Your instructions: Count how many lines in the entries below contain the string "spoon". Give only the number.

Entries provided:
┄┄┄┄┄┄┄┄┄┄┄┄┄┄┄┄┄┄┄┄
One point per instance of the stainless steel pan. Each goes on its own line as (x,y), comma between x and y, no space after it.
┄┄┄┄┄┄┄┄┄┄┄┄┄┄┄┄┄┄┄┄
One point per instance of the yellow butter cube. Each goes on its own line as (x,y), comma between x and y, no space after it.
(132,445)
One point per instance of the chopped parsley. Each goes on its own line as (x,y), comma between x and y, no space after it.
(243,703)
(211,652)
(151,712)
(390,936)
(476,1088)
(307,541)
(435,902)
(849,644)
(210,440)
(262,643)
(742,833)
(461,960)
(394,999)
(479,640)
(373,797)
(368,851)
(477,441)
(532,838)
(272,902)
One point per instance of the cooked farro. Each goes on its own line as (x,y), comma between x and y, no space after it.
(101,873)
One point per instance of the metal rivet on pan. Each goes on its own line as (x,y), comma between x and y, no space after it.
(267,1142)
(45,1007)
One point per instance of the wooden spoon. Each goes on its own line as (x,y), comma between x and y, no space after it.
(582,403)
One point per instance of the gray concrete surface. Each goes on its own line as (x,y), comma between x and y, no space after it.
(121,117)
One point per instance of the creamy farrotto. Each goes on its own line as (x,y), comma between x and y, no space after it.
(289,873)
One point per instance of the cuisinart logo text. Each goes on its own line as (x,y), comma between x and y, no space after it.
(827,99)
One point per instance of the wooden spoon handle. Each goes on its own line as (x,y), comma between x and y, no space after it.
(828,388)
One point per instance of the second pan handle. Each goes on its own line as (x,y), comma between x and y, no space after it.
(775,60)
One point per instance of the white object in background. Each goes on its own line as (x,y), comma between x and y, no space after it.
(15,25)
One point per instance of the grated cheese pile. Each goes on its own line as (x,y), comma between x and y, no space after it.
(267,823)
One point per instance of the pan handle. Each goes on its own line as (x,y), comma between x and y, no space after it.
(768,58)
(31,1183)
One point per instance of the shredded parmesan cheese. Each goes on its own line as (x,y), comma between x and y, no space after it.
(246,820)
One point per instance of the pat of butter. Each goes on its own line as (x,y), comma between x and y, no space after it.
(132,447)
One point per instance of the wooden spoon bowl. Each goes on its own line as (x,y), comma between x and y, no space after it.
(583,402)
┄┄┄┄┄┄┄┄┄┄┄┄┄┄┄┄┄┄┄┄
Result for this task: 3